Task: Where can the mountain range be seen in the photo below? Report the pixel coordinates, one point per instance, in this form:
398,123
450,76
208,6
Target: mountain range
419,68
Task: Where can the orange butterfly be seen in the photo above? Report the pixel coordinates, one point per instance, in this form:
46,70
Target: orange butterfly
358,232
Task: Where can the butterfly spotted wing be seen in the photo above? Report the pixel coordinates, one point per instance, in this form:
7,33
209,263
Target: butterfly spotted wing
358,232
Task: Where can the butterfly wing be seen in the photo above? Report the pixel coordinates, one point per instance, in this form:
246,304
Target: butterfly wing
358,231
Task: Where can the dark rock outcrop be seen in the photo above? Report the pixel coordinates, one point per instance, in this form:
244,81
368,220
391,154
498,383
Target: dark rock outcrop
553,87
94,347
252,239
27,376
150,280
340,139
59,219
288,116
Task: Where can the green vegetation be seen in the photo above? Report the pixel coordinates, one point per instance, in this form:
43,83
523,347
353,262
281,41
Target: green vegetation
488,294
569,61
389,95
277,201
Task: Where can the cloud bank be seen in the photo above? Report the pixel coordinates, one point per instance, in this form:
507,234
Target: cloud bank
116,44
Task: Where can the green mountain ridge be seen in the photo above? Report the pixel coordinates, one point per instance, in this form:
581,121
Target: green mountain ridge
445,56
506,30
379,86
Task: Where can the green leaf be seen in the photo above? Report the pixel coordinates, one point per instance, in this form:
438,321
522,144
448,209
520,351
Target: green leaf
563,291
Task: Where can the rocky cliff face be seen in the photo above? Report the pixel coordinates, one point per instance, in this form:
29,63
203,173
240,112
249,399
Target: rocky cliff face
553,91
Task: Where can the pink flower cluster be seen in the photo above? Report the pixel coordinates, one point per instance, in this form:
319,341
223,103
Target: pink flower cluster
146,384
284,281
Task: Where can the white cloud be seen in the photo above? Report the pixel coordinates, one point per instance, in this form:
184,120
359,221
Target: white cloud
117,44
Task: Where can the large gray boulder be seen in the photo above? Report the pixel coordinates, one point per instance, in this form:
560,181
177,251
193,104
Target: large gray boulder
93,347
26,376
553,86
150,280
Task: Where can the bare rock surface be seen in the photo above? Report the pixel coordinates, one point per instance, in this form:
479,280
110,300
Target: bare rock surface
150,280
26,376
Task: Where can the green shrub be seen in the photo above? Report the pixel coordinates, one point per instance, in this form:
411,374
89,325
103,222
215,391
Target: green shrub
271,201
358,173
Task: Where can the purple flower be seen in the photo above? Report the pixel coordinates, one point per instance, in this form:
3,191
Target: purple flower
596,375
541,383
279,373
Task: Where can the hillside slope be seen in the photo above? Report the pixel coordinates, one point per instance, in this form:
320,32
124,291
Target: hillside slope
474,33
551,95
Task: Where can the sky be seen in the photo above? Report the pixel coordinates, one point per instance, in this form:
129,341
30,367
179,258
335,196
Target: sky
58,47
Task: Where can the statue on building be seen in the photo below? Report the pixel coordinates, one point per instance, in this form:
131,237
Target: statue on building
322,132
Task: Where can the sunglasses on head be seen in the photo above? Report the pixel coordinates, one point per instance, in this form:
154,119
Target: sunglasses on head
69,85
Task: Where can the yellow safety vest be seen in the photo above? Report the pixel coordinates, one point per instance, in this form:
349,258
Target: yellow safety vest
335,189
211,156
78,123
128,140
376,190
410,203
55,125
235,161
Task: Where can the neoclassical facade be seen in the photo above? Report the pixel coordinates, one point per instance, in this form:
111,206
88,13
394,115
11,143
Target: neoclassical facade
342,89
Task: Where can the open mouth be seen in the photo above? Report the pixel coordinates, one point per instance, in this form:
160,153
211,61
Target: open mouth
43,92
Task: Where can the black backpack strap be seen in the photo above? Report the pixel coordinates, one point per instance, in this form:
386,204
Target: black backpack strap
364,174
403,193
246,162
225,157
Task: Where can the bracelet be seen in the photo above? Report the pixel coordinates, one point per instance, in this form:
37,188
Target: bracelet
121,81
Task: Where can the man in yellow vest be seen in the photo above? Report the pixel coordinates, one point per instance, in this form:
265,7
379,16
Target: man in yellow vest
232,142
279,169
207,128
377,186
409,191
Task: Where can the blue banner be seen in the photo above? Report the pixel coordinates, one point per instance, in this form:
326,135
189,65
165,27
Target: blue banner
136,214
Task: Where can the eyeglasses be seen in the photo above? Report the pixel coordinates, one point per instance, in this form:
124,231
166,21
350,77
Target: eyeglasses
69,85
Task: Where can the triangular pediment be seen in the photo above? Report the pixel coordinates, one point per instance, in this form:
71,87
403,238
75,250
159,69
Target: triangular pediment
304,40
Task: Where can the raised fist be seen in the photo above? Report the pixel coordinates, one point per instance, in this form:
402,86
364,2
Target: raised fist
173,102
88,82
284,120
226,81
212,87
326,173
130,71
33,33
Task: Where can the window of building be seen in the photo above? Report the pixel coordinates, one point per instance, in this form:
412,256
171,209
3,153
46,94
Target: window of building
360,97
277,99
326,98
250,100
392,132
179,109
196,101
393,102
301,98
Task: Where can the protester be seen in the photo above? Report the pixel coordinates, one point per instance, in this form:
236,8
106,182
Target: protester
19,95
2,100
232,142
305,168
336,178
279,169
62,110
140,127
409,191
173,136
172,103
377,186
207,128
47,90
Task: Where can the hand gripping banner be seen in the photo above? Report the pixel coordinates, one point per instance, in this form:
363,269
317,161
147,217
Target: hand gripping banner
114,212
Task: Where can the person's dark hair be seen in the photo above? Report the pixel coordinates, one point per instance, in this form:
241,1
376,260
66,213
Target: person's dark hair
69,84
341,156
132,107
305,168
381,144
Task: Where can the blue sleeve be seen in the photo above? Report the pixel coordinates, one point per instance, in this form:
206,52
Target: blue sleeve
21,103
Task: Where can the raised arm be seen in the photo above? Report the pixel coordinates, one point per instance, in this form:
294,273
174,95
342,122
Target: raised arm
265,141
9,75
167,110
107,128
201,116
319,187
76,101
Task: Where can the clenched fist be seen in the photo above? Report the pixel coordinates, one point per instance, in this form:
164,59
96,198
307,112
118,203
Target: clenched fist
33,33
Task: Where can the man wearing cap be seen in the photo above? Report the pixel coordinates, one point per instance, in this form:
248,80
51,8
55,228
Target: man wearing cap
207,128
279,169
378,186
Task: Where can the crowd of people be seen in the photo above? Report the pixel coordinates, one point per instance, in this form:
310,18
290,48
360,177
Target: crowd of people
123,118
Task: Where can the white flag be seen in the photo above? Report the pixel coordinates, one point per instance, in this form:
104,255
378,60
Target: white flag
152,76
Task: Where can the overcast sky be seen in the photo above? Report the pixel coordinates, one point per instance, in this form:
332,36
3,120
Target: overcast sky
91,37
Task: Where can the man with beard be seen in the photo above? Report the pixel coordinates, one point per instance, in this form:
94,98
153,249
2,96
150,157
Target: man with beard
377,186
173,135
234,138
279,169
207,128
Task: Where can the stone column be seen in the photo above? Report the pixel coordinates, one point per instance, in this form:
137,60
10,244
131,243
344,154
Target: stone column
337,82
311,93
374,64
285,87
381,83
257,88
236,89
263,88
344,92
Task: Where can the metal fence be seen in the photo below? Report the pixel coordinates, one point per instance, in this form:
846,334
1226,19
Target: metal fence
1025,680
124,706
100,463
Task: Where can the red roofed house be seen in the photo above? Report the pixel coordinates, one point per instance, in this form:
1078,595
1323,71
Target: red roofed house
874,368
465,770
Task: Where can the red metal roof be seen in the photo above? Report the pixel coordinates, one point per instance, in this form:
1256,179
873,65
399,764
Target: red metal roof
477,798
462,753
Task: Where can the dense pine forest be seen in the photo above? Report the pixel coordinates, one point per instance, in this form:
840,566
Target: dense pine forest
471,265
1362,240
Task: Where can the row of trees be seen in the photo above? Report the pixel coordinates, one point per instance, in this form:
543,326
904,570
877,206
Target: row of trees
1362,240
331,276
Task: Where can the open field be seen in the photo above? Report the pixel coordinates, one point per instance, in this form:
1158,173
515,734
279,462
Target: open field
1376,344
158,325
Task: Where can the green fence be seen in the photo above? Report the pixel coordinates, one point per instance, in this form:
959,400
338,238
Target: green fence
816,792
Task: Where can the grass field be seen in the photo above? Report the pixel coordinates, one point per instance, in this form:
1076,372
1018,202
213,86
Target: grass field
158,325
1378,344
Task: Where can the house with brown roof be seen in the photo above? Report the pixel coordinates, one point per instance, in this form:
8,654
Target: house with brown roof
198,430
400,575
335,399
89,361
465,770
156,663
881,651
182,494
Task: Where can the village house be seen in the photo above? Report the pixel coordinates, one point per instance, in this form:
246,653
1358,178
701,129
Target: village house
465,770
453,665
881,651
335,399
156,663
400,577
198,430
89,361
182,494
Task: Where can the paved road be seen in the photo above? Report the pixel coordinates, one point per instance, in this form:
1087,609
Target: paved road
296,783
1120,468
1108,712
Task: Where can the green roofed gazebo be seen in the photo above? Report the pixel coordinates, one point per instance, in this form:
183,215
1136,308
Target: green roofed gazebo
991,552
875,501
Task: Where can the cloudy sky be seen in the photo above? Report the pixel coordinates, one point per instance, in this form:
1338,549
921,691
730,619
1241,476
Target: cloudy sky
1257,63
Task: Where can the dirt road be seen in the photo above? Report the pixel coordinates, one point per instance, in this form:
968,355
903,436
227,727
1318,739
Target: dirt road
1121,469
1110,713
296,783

**WHAT YOU SHOULD DO:**
Note each line above that contains "below" and copy it out.

**PROBLEM SOLUTION:**
Task: Where can the mountain range be seen in the photo below? Report the pixel coordinates, one point per instance, in this form:
Task: Where can the statue on building be seen in the photo below? Report the pixel coordinates, one point per instance, in this form:
Task: Where can the metal fence be seen in the photo below? Report the pixel coordinates, one point per instance, in this form:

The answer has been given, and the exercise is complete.